EXCERPTED PASSAGE →
-- Opening Marker --

It’s no secret that Team Ineos riders receive the best of everything, whether its mattresses, team buses or medical care after injury.
After his horrific crash at the Critérium du Dauphiné, Chris Froome started the long road to recovery with the support of his big budget team and is still working his way back to full fitness.
Last week, the four-time Tour de France winner underwent another operation after the fall, this time to remove metalwork from his hip and elbow.
Then on Tuesday (November 11), Froome posted a picture on social media of his latest physiotherapy session, which included Cupping Therapy.
Fans on Twitter were quick to raise questions about Froome’s use of the therapy because of the long-running debate over whether it actually works.
Cycling Weekly decided to take a look into the research, to find out more about the ancient therapy.
What is Cupping Therapy?
The practice most commonly seen is “dry cupping,” which basically involves applying cups to the skin and then using suction to draw fluid to the area. There are a number of variations, including “wet cupping,” where small lacerations to the skin are made to draw out blood. Cupping can often be combined with massage, acupuncture, or other alternative therapies.
The procedure, popular in Egyptian, Chinese and Middle Eastern cultures for thousands of years, leaves circular dark discolouration on the skin, which resulted in much curiosity about the subject during the 2016 Rio Olympics when swimmer Michael Phelps (opens in new tab) was seen with a number of the unusual marks.
What does Cupping Therapy do?
There are a selection of ailments that cupping therapy is believed to help by those who advocate the treatment. These can include back and neck pain, skin diseases, lowering cholesterol, migraines, knee arthritis and improved immune functions, according to the Harvard Medical School blog.
It has been claimed that the therapy drains excess fluid and toxins, increases the blood flow to skin and muscles, and reduces pain.
Does it work?
This is where things get blurry. Whether cupping is effective, and how it works, are both heavily debated areas.
According to a study from 2018 (opens in new tab), ‘The medical perspective of cupping therapy: Effects and mechanisms of action’, published in the Journal of Traditional and Complementary Medicine, the mechanism in Cupping Therapy is not fully understood.
The researchers reviewed 223 articles and 64 studies relating to the treatment, and concluded that further research was needed to explore the effects of cupping.
In the study, the academics said: “ In practice, description of a mechanism is never complete because details of related processes are not fully identified.”
They added: “One of the controversial views concerning cupping therapy is that it has only a placebo effect.

-- Closing Marker --

LISTED ENTRIES →
-- Opening Marker --

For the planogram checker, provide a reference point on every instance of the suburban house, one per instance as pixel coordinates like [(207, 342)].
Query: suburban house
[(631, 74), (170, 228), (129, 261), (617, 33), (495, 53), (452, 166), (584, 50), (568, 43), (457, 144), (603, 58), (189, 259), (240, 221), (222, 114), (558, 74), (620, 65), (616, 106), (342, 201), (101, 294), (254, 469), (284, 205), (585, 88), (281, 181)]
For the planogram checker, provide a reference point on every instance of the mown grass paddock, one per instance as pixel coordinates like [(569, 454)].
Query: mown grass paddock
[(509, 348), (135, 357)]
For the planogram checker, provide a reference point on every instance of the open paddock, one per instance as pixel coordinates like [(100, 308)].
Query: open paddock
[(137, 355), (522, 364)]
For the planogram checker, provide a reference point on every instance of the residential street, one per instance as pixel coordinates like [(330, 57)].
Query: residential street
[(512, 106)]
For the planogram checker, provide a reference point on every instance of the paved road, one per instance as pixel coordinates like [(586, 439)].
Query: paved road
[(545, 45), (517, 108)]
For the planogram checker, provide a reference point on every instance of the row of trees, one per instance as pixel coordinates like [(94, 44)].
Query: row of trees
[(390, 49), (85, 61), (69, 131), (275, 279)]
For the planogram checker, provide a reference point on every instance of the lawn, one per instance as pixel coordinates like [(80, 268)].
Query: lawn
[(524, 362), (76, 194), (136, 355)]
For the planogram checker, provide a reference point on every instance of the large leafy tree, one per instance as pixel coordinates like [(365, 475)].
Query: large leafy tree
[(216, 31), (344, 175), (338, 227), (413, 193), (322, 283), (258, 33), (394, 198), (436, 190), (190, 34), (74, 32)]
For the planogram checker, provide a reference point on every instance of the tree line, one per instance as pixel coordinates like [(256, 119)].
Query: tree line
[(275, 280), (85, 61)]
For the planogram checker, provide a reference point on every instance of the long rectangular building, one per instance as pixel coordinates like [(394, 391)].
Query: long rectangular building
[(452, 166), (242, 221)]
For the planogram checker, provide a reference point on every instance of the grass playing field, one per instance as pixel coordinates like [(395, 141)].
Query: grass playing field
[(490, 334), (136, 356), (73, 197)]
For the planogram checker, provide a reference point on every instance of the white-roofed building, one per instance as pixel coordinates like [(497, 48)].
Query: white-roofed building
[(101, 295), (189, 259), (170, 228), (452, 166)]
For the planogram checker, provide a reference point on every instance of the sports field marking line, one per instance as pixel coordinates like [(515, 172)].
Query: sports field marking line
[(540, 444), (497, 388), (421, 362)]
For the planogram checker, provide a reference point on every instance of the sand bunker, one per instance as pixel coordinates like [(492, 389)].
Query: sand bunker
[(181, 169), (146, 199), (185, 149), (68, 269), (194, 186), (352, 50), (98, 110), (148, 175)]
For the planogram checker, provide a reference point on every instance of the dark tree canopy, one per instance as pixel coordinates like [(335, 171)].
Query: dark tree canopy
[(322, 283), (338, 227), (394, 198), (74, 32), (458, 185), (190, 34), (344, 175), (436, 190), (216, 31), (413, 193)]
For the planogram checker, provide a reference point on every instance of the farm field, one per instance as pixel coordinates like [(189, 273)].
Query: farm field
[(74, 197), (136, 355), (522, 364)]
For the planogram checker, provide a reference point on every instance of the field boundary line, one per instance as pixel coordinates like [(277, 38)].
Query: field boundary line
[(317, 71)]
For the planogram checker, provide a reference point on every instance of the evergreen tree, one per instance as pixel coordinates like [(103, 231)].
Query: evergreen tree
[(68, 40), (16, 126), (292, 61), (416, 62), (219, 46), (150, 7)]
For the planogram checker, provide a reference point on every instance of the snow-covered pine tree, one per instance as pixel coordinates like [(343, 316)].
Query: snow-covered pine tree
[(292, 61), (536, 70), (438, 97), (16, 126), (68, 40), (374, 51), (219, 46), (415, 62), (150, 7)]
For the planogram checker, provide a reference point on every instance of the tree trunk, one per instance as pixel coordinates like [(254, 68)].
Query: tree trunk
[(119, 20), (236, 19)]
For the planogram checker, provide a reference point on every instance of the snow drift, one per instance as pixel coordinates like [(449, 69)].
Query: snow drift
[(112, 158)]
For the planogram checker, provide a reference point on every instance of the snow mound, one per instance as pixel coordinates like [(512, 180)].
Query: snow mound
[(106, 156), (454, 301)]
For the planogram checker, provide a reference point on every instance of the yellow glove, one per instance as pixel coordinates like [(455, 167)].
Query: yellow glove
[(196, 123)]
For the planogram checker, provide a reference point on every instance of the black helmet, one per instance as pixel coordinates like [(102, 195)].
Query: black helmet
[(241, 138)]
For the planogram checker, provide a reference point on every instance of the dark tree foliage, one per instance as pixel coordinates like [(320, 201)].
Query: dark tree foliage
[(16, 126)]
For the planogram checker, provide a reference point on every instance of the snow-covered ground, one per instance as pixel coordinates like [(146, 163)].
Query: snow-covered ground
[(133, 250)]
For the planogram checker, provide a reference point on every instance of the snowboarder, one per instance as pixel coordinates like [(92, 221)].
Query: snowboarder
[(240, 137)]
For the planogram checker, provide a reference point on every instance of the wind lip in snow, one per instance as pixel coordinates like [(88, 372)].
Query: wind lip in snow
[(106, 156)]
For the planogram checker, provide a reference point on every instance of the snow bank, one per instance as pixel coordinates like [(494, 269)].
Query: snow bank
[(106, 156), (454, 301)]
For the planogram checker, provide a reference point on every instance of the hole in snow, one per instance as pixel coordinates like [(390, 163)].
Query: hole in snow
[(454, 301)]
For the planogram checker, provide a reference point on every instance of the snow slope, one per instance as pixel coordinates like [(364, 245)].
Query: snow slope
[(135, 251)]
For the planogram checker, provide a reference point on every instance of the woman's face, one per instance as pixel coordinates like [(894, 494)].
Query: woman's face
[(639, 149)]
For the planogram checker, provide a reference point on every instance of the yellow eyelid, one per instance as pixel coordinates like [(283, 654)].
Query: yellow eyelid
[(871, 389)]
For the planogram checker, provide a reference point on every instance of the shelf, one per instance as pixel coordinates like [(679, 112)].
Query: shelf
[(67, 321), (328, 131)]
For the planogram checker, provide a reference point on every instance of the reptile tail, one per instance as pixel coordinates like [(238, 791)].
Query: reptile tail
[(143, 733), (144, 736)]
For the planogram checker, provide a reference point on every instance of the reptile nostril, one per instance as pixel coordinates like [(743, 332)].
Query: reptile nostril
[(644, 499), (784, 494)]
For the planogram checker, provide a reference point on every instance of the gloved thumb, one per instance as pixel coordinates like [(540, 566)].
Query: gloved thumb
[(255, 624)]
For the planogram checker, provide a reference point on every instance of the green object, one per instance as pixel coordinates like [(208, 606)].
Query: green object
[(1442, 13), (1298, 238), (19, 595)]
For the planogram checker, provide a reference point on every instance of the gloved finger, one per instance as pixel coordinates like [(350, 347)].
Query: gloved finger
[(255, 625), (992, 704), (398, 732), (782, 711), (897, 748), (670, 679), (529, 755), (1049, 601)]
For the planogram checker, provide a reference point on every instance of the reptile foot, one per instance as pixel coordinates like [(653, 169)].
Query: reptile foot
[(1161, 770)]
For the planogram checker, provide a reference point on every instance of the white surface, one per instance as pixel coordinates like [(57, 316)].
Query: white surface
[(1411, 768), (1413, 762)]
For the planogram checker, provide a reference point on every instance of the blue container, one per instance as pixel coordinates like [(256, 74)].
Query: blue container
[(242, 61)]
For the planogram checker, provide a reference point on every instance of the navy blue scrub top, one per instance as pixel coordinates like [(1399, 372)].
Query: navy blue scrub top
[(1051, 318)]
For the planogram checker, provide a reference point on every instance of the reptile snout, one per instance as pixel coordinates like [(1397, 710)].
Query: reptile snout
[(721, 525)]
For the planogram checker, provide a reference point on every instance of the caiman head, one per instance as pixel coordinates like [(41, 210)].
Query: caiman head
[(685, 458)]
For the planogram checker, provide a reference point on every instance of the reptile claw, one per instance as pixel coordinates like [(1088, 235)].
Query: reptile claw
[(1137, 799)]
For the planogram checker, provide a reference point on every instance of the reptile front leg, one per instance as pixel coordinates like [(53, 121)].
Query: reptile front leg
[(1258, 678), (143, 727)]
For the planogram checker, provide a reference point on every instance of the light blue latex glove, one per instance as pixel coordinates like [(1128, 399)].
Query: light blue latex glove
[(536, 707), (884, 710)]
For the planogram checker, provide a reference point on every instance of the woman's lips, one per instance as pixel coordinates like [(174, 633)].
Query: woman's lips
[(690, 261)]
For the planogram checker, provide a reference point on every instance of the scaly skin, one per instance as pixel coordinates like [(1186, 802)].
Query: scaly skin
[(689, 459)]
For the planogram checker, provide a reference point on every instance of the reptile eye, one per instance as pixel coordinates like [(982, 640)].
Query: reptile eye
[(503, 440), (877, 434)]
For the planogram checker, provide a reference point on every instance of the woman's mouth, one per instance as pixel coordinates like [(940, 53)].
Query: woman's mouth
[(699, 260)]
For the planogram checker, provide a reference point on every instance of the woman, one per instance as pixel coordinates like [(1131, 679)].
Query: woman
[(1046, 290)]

-- Closing Marker --

PROBLEM 1 →
Answer these questions from the cupping therapy article, one line each:
(a) What was removed from Froome's body in last week's operation?
(b) At which event did marks on Michael Phelps draw curiosity about cupping?
(c) How many articles and studies did the 2018 review examine?
PROBLEM 2 → Carry on the cupping therapy article from the point where the text stops.
None of the rows are needed for this work.

RESPONSE AREA 1 →
(a) Metalwork from his hip and elbow.
(b) The 2016 Rio Olympics.
(c) 223 articles and 64 studies.

RESPONSE AREA 2 →
“This placebo theory about cupping will remain alive until a reliable and valid mechanism is found out.”
The study concluded that there were six possible explanations for the supposed effects of cupping: Pain-Gate Theory (cupping alters pain signals), Diffuse Noxious Inhibitory Controls (cupping distracts from other pain), Release of Nitric Oxide Theory (cupping releases Nitric Oxide which causes biological changes), Reflex Zone Theory (increasing blood flow to organs via the skin), Activation of Immune System Theory (irritating the immune system), and Blood Detoxification Theory (removal of toxic substances by cupping).
But the research concludes: “No single theory could explain its full spectrum of effects.
“The beneficial effects of cupping therapy need to be substantiated by large randomised clinical trials, systematic reviews and meta-analyses in future.”
This is similar to a review from 2015 (opens in new tab), in which researchers in China found the practice may provide pain relief for chronic neck or back pain, but that the quality of evidence was too limited to draw firm conclusions.
According to the Harvard Medical School blog, the issue with testing cupping is that the best studies are “blinded placebo-controlled” trials in which the patient and researcher don’t know which treatment has been given to the subject. It is very difficult to create a placebo for cupping.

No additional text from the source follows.